TASK TO CARRY OUT: Render each line of the entries below as one string in a JSON list, skipping any blank lines.

SUPPLIED DATA:
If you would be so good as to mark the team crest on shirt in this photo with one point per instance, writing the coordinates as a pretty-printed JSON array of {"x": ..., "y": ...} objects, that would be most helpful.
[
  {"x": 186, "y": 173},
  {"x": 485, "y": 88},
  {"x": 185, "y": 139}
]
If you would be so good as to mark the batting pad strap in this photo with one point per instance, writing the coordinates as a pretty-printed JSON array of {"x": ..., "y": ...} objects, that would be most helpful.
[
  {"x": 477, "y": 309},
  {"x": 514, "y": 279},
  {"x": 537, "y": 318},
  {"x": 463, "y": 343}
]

EXERCISE SOLUTION:
[
  "If you would be so good as to mark the team crest on shirt in this photo with one point per instance, writing the coordinates as a pretty-printed JSON array of {\"x\": ..., \"y\": ...} objects, that would be most helpful.",
  "[",
  "  {\"x\": 186, \"y\": 173},",
  "  {\"x\": 485, \"y\": 88},",
  "  {\"x\": 185, \"y\": 139}",
  "]",
  "If you would be so good as to mark the batting pad strap in this photo with one point per instance, writing the coordinates as a pretty-printed JSON array of {\"x\": ..., \"y\": ...} objects, that would be most helpful.",
  "[",
  "  {\"x\": 477, \"y\": 309},",
  "  {\"x\": 514, \"y\": 279},",
  "  {\"x\": 537, \"y\": 318},",
  "  {\"x\": 463, \"y\": 343}",
  "]"
]